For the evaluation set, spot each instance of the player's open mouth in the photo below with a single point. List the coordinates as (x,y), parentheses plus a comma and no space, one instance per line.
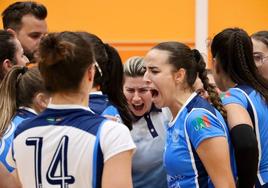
(138,107)
(154,93)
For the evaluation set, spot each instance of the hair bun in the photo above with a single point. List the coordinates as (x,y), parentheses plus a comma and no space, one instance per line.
(55,50)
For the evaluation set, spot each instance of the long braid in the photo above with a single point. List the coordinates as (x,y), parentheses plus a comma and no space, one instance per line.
(213,95)
(247,71)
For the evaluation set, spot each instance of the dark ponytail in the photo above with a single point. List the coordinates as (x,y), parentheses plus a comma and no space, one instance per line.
(112,85)
(202,73)
(18,88)
(234,50)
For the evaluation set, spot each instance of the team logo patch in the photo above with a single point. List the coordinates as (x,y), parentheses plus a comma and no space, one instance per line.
(175,135)
(201,122)
(225,95)
(54,119)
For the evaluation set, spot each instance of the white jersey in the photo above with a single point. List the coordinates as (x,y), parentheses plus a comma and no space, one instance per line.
(66,146)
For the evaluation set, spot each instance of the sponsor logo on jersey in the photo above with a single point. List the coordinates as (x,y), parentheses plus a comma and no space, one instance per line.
(54,119)
(201,122)
(225,95)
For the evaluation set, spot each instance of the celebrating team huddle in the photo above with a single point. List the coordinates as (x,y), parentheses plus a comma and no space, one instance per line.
(73,115)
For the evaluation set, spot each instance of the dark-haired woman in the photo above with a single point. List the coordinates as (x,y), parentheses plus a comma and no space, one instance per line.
(68,145)
(260,51)
(23,96)
(106,97)
(197,152)
(245,99)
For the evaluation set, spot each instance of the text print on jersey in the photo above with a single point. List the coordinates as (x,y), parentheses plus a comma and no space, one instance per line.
☆ ☆ ☆ ☆ ☆
Goal of the exercise ▸
Reproduce all of the rows above with "evaluation set" replaced by "test set" and everything else left unchanged. Leave the picture out of your answer.

Exercise solution ▸
For the test set, spot each instance of the player's open mouth in the photo below with a single point. List the coordinates as (x,y), parentheses plus a comma and no space, one instance per line.
(138,107)
(154,93)
For the test set, spot each instance of the hair bun in the photo above with a single point. List the coordinates as (x,y), parentheses plus a comma and no space, one instance per line.
(55,50)
For the test set, spot each instance of the long braid in the photo above with a single point. List the coordinates as (x,y), parentheses plus a comma and no space, one instance per line.
(213,95)
(247,71)
For the test set, spot each instance of the dark ponytail in the photo above with a single point. List the coordinates as (x,y), parentheses plus a comma and no space, one instance per line.
(112,85)
(202,73)
(18,88)
(234,50)
For the test set, spot each instance of the team logo patch in the photo above with a single point. List the coordinates as (x,y), parentheses plus a comma and no space, one instance per line.
(175,135)
(201,122)
(225,95)
(54,119)
For the test set, spot each instance of the white jersey in the photo above with a single point. List the coordinates as (x,y), parentheses plus a comma and no space, one instance per line.
(66,146)
For the test set, spot each instance of the sponsor logo on jersey in the photo above with a single point. List the coordinates as (x,y), parentheses plus a comma and no space, one instance per line.
(54,119)
(201,122)
(225,95)
For the test set, spot each instance of the celebrating team huddle in the photo above with a single point. List the coordinates as (x,y), parentheses plus a comma and no space, one instance per line.
(73,115)
For the test set, spot each instance of the dark-haired woman in the photo above with a single point. List the coordinates as (x,y), parentheses plus a comma and no space, one instance per line.
(68,145)
(260,51)
(23,96)
(106,97)
(197,152)
(245,99)
For the test set, spot each instance of the text print on jersey in the photo above with a single point. List the coordinates as (x,y), parentheses plus a comma and no space, one instance per line.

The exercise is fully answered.